* [EXERCISE INPUT]
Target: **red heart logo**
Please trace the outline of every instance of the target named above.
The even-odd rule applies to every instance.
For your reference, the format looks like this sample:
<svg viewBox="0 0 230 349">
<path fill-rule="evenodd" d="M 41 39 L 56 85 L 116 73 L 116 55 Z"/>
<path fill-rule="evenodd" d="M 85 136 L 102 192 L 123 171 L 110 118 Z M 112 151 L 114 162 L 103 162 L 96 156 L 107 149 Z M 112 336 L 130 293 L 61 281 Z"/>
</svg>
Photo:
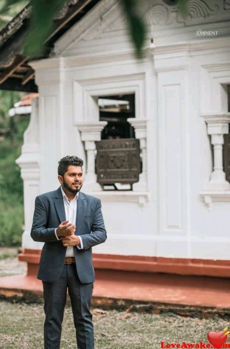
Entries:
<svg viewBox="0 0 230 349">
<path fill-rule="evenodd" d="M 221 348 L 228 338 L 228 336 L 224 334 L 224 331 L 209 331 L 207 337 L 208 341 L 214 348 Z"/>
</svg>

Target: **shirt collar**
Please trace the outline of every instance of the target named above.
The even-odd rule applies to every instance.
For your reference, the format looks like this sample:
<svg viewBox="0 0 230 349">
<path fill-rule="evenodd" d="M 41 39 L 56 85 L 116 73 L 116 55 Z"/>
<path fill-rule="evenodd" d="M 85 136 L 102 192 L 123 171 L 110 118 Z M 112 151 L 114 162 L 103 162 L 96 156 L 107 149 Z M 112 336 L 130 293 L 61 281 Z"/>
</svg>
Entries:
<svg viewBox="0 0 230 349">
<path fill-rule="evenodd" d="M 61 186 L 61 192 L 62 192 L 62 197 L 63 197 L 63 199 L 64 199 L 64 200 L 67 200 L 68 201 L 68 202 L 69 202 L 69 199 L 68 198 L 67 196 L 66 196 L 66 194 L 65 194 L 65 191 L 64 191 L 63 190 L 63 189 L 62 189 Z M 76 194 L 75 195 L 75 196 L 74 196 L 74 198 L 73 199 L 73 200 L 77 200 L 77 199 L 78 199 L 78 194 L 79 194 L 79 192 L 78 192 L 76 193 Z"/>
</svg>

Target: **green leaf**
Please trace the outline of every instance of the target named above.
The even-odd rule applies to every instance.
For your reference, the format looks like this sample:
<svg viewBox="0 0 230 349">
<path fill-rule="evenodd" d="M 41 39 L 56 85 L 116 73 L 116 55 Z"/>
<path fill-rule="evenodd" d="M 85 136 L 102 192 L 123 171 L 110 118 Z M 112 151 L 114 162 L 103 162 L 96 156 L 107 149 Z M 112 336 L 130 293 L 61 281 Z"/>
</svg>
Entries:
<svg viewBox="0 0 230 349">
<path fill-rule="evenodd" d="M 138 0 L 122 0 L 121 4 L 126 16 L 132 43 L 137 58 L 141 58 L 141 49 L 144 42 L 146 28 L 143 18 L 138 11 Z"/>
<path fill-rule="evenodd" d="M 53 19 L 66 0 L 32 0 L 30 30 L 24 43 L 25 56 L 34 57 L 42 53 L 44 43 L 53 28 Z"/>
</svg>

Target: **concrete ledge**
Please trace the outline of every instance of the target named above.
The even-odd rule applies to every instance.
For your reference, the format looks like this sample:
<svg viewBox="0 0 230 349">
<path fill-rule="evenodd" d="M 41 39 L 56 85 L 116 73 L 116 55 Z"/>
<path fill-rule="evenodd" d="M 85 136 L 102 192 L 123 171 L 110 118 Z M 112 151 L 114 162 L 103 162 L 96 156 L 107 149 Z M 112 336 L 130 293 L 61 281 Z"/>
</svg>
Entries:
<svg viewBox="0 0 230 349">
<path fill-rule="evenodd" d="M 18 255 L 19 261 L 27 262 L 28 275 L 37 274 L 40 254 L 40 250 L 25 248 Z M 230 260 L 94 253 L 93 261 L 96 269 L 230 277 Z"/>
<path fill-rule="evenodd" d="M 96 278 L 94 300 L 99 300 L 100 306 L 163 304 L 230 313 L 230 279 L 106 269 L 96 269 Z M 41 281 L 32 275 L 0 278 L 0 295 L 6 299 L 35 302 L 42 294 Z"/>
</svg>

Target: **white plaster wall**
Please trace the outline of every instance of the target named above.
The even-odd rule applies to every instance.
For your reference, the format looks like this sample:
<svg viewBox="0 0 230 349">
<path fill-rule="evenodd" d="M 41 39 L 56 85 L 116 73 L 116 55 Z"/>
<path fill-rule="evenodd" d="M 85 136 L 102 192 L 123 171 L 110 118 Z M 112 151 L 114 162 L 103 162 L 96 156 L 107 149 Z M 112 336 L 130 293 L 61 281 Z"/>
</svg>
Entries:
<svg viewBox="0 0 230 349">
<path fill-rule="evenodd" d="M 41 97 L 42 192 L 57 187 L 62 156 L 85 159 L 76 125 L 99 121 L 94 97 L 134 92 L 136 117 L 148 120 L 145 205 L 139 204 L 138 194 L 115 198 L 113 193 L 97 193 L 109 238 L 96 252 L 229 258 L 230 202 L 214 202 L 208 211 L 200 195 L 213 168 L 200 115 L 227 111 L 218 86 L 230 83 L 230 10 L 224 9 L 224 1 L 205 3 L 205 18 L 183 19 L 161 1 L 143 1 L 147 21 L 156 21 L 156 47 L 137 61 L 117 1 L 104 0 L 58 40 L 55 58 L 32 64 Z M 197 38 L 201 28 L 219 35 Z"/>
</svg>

* [TASK GOAL] Put every line of the data above into a numbered list, leaving out the blank lines and the picture.

* [SOLUTION TO THIS PROBLEM]
1. Target: **red heart logo**
2. Please trace the outline of every instance of the target named above.
3. The even-odd rule applies to every instance.
4. For your reference, the format looks like this sample:
5. <svg viewBox="0 0 230 349">
6. <path fill-rule="evenodd" d="M 41 39 L 56 85 L 116 73 L 116 55 Z"/>
7. <path fill-rule="evenodd" d="M 85 136 L 102 192 L 123 171 L 110 118 Z M 112 151 L 114 162 L 103 162 L 96 156 L 107 149 Z M 112 336 L 130 293 L 61 281 Z"/>
8. </svg>
9. Photo:
10. Entries:
11. <svg viewBox="0 0 230 349">
12. <path fill-rule="evenodd" d="M 221 348 L 228 338 L 228 336 L 224 334 L 224 331 L 209 331 L 207 337 L 208 341 L 214 348 Z"/>
13. </svg>
14. Target: **shirt collar**
15. Please trace the outline of every instance of the target named above.
16. The even-odd rule applies to every instance.
17. For your reference, the format looks like this sample:
18. <svg viewBox="0 0 230 349">
19. <path fill-rule="evenodd" d="M 41 39 L 56 85 L 116 73 L 116 55 Z"/>
20. <path fill-rule="evenodd" d="M 85 136 L 102 192 L 123 171 L 110 118 Z M 112 151 L 114 162 L 103 162 L 96 156 L 107 149 Z M 112 336 L 130 293 L 61 281 Z"/>
21. </svg>
22. Entries:
23. <svg viewBox="0 0 230 349">
24. <path fill-rule="evenodd" d="M 61 186 L 61 192 L 62 192 L 62 197 L 63 197 L 63 199 L 64 199 L 64 200 L 67 200 L 68 201 L 68 202 L 69 202 L 69 199 L 68 198 L 67 196 L 66 196 L 66 194 L 65 194 L 65 191 L 64 191 L 63 190 L 63 189 L 62 189 Z M 76 194 L 75 195 L 75 196 L 74 196 L 74 198 L 73 199 L 73 200 L 77 200 L 77 199 L 78 199 L 78 194 L 79 194 L 79 192 L 78 192 L 76 193 Z"/>
25. </svg>
26. Target: **green leaf**
27. Please trace the outline of every instance of the target named above.
28. The even-odd rule applies to every instance.
29. For your reference, the format looks like this sample:
30. <svg viewBox="0 0 230 349">
31. <path fill-rule="evenodd" d="M 41 39 L 56 85 L 116 73 L 116 55 Z"/>
32. <path fill-rule="evenodd" d="M 85 136 L 102 192 L 123 171 L 110 118 Z M 112 151 L 114 162 L 103 162 L 96 156 L 107 149 Z M 112 336 L 130 293 L 61 281 Z"/>
33. </svg>
34. Entries:
35. <svg viewBox="0 0 230 349">
36. <path fill-rule="evenodd" d="M 138 0 L 122 0 L 121 4 L 126 16 L 132 43 L 137 58 L 141 58 L 141 49 L 144 42 L 146 28 L 143 18 L 138 11 Z"/>
37. <path fill-rule="evenodd" d="M 53 19 L 66 0 L 32 0 L 30 30 L 24 43 L 25 56 L 34 57 L 42 53 L 44 43 L 53 28 Z"/>
38. </svg>
39. Target: **concrete ledge**
40. Please trace the outline of every instance of the target named above.
41. The even-odd rule applies to every instance.
42. For your reference, the format looks like this sample:
43. <svg viewBox="0 0 230 349">
44. <path fill-rule="evenodd" d="M 41 39 L 56 85 L 116 73 L 116 55 Z"/>
45. <path fill-rule="evenodd" d="M 85 136 L 102 192 L 123 171 L 110 118 Z M 112 151 L 114 162 L 103 162 L 96 156 L 107 149 Z M 112 336 L 130 293 L 61 281 Z"/>
46. </svg>
47. Entries:
48. <svg viewBox="0 0 230 349">
49. <path fill-rule="evenodd" d="M 18 255 L 19 261 L 27 262 L 28 275 L 37 274 L 40 254 L 40 250 L 25 248 Z M 230 260 L 94 253 L 93 261 L 96 269 L 230 277 Z"/>
50. <path fill-rule="evenodd" d="M 96 278 L 94 300 L 99 300 L 100 306 L 163 304 L 230 313 L 230 279 L 106 269 L 96 269 Z M 41 281 L 32 275 L 0 278 L 0 295 L 6 299 L 35 302 L 42 294 Z"/>
51. </svg>
52. Target: **white plaster wall**
53. Please trace the outline of every instance of the target named above.
54. The even-odd rule applies to every instance.
55. For your reference, the format looks like this sample:
56. <svg viewBox="0 0 230 349">
57. <path fill-rule="evenodd" d="M 41 39 L 56 85 L 116 73 L 116 55 Z"/>
58. <path fill-rule="evenodd" d="M 85 136 L 102 192 L 123 171 L 110 118 Z M 112 151 L 114 162 L 103 162 L 96 156 L 107 149 Z M 112 336 L 130 293 L 61 281 Z"/>
59. </svg>
60. Entries:
61. <svg viewBox="0 0 230 349">
62. <path fill-rule="evenodd" d="M 41 97 L 42 192 L 57 187 L 62 156 L 85 159 L 76 125 L 99 121 L 94 97 L 134 92 L 136 117 L 148 120 L 145 205 L 139 204 L 138 194 L 115 198 L 113 193 L 97 193 L 109 238 L 96 252 L 229 258 L 230 202 L 214 202 L 208 211 L 200 195 L 213 168 L 200 115 L 227 111 L 218 86 L 230 83 L 230 10 L 224 9 L 224 1 L 205 3 L 205 18 L 183 19 L 161 1 L 143 1 L 147 21 L 156 21 L 156 47 L 137 61 L 117 1 L 104 0 L 58 40 L 55 58 L 32 64 Z M 197 38 L 201 28 L 219 35 Z"/>
63. </svg>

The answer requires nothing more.